> SELECTED TEXT
>>>>>

Best-Practices Audit
Task
Validate a target — a file, directory, or freeform topic — against current external best practices, vendor documentation, and practitioner discussion. Produce a cited, evidence-grounded comparison report.
This is the research-grounded validation pattern from #929: it institutionalizes the practice of validating against fresh internet sources rather than the model's training-cutoff priors. The improvement is real only when retrieved sources have good signal, so the skill enforces citation guardrails and confidence honesty rather than fabricating breadth.
Parameters
Positional
<target>(required): file path, directory, freeform topic, or issue ref
Focus / Scope
--focus <area>: security | performance | accessibility | licensing | api-design | testing | docs | ops | compliance | … (open vocabulary)--framework <name>: bias toward a named stack (React, Kubernetes, FastAPI, …)--standard <name>: align to a named standard (OWASP, SOC2, WCAG 2.2, NIST 800-53, …)

<<<<<

> PROMPT 1
Sum up the best-practices audit page in two sentences.
> PROMPT 2
Echo the best-practices audit page word for word, beginning at the words "This is the" and stopping after "NIST 800-53, …)".

> INFORMATION SUPPLIED
>>>>>

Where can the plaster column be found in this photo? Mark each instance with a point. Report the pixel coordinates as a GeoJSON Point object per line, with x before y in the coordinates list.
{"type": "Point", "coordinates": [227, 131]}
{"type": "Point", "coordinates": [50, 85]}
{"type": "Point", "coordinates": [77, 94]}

<<<<<

> TASK OUTPUT 1
The audit checks a target, such as a file, directory, or freeform topic, against current external best practices, vendor documentation, and practitioner discussion, and produces a cited, evidence-grounded comparison report. It validates against fresh internet sources and enforces citation guardrails and confidence honesty instead of fabricating breadth, taking a required target plus optional focus, framework, and standard settings.

> TASK OUTPUT 2
This is the research-grounded validation pattern from #929: it institutionalizes the practice of validating against fresh internet sources rather than the model's training-cutoff priors. The improvement is real only when retrieved sources have good signal, so the skill enforces citation guardrails and confidence honesty rather than fabricating breadth.
Parameters
Positional
<target>(required): file path, directory, freeform topic, or issue ref
Focus / Scope
--focus <area>: security | performance | accessibility | licensing | api-design | testing | docs | ops | compliance | … (open vocabulary)--framework <name>: bias toward a named stack (React, Kubernetes, FastAPI, …)--standard <name>: align to a named standard (OWASP, SOC2, WCAG 2.2, NIST 800-53, …)